Document passage section start
(1920 - 2013)
Francois Jacob was a Jewish French biologist who was the recipient of the 1965 Nobel Prize in Medicine.
Jacon (born June 17, 1920; died April 19, 2013) was born in Nancy, France. Following his studies at the Lycee Carnot in Paris,
Jacob began studying medicine at the Faculty of Paris. During World
War II, Jacob joined the Free French Forces in London. He was sent
as a medical officer to several locations in Africa and Europe. Jacob
was wounded in both Tunisia and in Normandy (August 1944). On account
of the injuries, Jacob was unable to practice medicine.
In 1950, Jacob joined the research team at the Institut
Pasteur under the guidance of André Lwoff. In 1951, he obtained
a science degree, and then a doctorate in science in 1954 at Sorbonne.
After graduation, in 1956, he was appointed Laboratory Director at the
Institut Pasteur. Then in 1960, he became the Head of the Department
of Cell Genetics at the Institut. In 1964, he accepted a faculty position
at the Collège de France.
In 1965, Jacob received the Nobel
Prize for Medicine, along with Jacques Monod and André Lwoff,
for their research on the idea that control of enzyme levels in all
cells happens through feedback on transcription. He is also a member
of the Royal Society in London (1973) and Academy of Sciences of the
United States (1969).
Nobel Prize Research
Around 1961, Jacob and Jacques Monod explored the
idea that the control of enzyme expression levels in cells is a result
of feedback on the transcription of DNA sequences. Their experiments
and ideas gave impetus to the emerging field of molecular developmental
biology, and of transcriptional regulation in particular.
For many years it had been known that bacterial and
other cells could respond to external conditions by regulating levels
of their key metabolic enzymes, and/or the activity of these enzymes.
For instance if a bacterium finds itself in a broth containing lactose,
rather than the simpler sugar glucose, it has to adapt itself to the
need to 1) import lactose, 2) cleave lactose to its constituents glucose
and galactose, and 3) convert the galactose to glucose. It was known
that cells ramp up their production of the enzymes that do these steps
when exposed to lactose, rather than wastefully producing these enzymes
all the time. Studies of enzyme activity control were progressing through
theories of the (allosteric) action of small molecules on the enzyme
molecule itself (switching it on or off), but how the production of
enzymes themselves were controlled was less easy to understand.
Document passage section end
Given data section start
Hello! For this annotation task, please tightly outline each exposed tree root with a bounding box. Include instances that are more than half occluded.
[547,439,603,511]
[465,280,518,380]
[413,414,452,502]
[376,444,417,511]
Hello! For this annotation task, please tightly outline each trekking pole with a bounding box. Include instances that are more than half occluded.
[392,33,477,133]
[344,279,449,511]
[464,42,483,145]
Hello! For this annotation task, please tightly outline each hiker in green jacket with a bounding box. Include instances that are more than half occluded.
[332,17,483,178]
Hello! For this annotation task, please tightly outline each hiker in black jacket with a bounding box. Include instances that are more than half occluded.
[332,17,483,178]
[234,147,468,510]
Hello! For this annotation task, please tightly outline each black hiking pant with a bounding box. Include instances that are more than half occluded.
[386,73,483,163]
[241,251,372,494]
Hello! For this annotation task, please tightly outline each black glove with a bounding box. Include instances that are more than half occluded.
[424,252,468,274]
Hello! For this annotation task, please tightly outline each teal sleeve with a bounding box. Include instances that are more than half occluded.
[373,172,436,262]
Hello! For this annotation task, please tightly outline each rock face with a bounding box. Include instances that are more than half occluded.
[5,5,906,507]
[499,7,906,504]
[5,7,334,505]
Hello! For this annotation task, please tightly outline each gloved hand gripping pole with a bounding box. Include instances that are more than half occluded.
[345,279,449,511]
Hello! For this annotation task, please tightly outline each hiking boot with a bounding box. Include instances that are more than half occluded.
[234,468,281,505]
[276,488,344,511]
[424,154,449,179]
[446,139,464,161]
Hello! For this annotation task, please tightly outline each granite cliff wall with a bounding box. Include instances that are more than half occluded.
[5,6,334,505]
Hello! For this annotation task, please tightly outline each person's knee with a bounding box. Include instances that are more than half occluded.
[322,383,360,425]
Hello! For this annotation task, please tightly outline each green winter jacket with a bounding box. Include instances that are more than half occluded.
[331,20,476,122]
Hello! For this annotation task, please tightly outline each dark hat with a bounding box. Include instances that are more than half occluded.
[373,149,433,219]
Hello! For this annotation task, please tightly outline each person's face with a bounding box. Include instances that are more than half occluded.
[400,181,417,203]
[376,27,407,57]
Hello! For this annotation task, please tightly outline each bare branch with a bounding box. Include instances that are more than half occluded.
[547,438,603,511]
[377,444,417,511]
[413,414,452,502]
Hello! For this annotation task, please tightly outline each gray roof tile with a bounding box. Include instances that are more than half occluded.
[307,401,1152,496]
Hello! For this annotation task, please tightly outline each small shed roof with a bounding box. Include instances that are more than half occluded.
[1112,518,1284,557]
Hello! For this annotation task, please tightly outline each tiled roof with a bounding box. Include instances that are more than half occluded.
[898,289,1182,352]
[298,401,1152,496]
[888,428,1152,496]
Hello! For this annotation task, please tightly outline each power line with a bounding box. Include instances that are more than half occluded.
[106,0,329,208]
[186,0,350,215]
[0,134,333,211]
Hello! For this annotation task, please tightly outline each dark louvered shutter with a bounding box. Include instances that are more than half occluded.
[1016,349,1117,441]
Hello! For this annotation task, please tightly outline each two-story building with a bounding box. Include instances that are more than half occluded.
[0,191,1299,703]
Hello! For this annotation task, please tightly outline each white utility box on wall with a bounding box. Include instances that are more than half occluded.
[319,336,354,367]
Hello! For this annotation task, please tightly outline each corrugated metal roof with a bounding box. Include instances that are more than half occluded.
Given data section end
▶ **Assigned task 1**: Summarize the text about Francois Jacob in two sentences.
▶ **Assigned task 2**: Reproduce the part of the text about Francois Jacob that begins at the words "For instance if" and stops after the words "easy to understand.".

▶ **Exercise response 1**: Francois Jacob was a Jewish French biologist who could not practice medicine after being wounded in World War II, and in 1950 he joined the research team at the Institut Pasteur, where he later became Laboratory Director and then Head of the Department of Cell Genetics. In 1965 he received the Nobel Prize for Medicine with Jacques Monod and André Lwoff for their research on the idea that control of enzyme levels in all cells happens through feedback on transcription.

▶ **Exercise response 2**:
For instance if a bacterium finds itself in a broth containing lactose,
rather than the simpler sugar glucose, it has to adapt itself to the
need to 1) import lactose, 2) cleave lactose to its constituents glucose
and galactose, and 3) convert the galactose to glucose. It was known
that cells ramp up their production of the enzymes that do these steps
when exposed to lactose, rather than wastefully producing these enzymes
all the time. Studies of enzyme activity control were progressing through
theories of the (allosteric) action of small molecules on the enzyme
molecule itself (switching it on or off), but how the production of
enzymes themselves were controlled was less easy to understand.